- [Document passage]:
————————
Re: How close is Vietnamese to Mandarin or Cantonese?



Peter T. Daniels wrote:
>
> benlizross wrote:
> >
> > Peter T. Daniels wrote:
> > >
> > > benlizross wrote:
> > > >
> > > > Peter T. Daniels wrote:
> > > > >
> > > > > Lee Sau Dan wrote:
> > > > > >
> > > > > > >>>>> "benlizross" == benlizross <benlizro@xxxxxxxxxx> writes:
> > > > > >
> > > > > > >> > FYI, "typhoon" is [t'Oi22 fUN55] in Cantonese. So, if you
> > > > > > >> > think "typhoon" came from Cantonese, you not only have to
> > > > > > >> > explain the discrepancy in the final "n", but also the
> > > > > > >> > wrongly spelt diphthong in the first syllable.
> > > > > > >>
> > > > > > >> Can you point to _any_ English word that ends with, or even
> > > > > > >> contains, the sequence "oong" /uwN/? -- Peter T. Daniels
> > > > > > >> grammatim@xxxxxxx
> > > > > >
> > > > > > benlizross> Is every little phonotactic gap like this assumed to
> > > > > > benlizross> be the result of a Rule of English Phonology? I
> > > > > > benlizross> believe the Aussies have /uN/ in "boong". (And maybe
> > > > > > benlizross> some sinophiles pronounce names like "Fung" and "Sung"
> > > > > > benlizross> that way.) Even if we imagine that /uwN/ is somehow
> > > > > > benlizross> impossible, would not /uN/ be a possible English form
> > > > > > benlizross> for the Cantonese word? FWIW OED has an 1806 citation
> > > > > > benlizross> in which the word is spelled <ty-foong>.
> > > > >
> > > > > I'm trying to explain to LSD that absence of /N/ in the English word
> > > > > does not require absence of /N/ in the source language. The /uN/
> > > > > sequence in the source language (for instance, Cantonese) should yield
> > > > > /uwn/ in English.
> > > >
> > > > What I'm questioning is whether you have a theory which predicts
> > > > _exactly_ this outcome. And I don't see it so far.
> > >
> > > There can't be a "theory" unless there's a pattern. What are some other
> > > [-uwN] words that have been borrowed by English? /uwN/ doesn't exist in
> > > English, so it has to come in differently.
> >
> > That's the theory that I'm questioning -- the "so" that links those two.
> > Is there no such thing as an accidental gap in your theory?
>
> Is there no such thing as an explicable, or principled, gap in _your_
> theory?

If I had a theory of my own, there would be, sure. The absence of
initial /N/, or /hC/ clusters, would be a fact about the system.
It might be more plausible if you argued that long vowels in general (I
think this is true) don't occur before /N/. So we have sing, sang, sung,
song, but not corresponding long vowel + N. The absence of /EN/ and /UN/
words would be accidental, which is why "boong" fits OK.

> > ("Boong" was mentioned here a
> > > few days ago -- as an insulting term for Australian native?, which makes
> > > it an oddity, an "expressive," if you will, outside normal phonology as
> > > "Bach" is.)
> >
> > What nonsense. I suppose this goes with your bizarre dogma that "names
> > aren't words"?
————————
- [Supplied data]:

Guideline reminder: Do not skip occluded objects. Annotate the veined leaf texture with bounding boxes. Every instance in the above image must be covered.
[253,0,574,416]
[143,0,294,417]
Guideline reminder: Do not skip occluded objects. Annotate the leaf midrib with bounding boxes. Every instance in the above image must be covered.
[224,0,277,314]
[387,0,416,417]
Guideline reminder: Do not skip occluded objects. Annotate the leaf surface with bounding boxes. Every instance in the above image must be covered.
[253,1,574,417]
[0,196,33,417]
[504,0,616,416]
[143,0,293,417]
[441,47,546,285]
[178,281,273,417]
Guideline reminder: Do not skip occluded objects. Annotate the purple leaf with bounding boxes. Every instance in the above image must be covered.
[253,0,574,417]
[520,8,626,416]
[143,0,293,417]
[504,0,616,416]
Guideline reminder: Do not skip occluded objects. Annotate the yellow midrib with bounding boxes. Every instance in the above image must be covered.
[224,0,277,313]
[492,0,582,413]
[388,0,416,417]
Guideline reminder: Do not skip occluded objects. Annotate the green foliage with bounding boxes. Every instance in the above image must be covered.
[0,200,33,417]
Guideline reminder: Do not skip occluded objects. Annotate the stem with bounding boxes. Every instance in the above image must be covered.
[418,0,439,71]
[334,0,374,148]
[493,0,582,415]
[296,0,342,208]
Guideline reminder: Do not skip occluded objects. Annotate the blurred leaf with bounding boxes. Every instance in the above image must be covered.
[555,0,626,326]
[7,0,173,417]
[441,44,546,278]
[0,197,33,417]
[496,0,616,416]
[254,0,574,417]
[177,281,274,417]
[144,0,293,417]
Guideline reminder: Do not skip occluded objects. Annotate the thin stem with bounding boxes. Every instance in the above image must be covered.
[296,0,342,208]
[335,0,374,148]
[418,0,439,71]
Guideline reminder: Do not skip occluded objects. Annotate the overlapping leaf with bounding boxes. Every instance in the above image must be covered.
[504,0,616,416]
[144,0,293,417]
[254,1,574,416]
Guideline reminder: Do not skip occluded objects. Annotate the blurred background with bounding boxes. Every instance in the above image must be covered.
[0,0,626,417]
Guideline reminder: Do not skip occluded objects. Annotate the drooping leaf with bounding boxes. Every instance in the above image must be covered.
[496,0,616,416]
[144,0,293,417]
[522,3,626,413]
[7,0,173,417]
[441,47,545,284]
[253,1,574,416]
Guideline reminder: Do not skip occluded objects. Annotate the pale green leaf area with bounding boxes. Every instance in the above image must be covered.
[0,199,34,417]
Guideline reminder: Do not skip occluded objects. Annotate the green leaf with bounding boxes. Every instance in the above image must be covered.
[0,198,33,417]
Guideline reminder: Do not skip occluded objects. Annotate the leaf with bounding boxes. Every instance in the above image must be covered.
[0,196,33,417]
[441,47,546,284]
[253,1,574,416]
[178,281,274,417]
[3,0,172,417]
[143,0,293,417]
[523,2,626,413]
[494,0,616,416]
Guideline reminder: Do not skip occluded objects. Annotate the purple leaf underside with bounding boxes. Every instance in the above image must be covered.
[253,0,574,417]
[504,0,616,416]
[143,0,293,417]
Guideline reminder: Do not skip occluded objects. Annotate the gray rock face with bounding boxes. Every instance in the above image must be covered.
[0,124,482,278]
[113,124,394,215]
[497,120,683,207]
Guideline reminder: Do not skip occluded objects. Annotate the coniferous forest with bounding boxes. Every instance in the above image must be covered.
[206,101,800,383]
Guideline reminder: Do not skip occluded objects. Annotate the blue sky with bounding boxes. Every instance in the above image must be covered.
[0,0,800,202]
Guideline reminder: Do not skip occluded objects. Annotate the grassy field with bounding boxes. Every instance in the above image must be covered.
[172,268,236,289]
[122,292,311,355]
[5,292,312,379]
————————
- [Written exercise 1]: Summarize the discussion thread in two sentences.
- [Written exercise 2]: Rewrite the records from the start down to the line containing "[387,0,416,417]", replacing "occluded" with "partially hidden" and leaving everything else unchanged.

- [Expected answer 1]: The thread debates whether English "typhoon" could come from Cantonese, where the word ends in /N/ rather than "n." One side argues that because /uwN/ does not exist in English, a source /uN/ should yield /uwn/, while benlizross questions that step as a possible accidental gap and points to Australian "boong" and an 1806 OED spelling <ty-foong>.

- [Expected answer 2]:
Guideline reminder: Do not skip partially hidden objects. Annotate the veined leaf texture with bounding boxes. Every instance in the above image must be covered.
[253,0,574,416]
[143,0,294,417]
Guideline reminder: Do not skip partially hidden objects. Annotate the leaf midrib with bounding boxes. Every instance in the above image must be covered.
[224,0,277,314]
[387,0,416,417]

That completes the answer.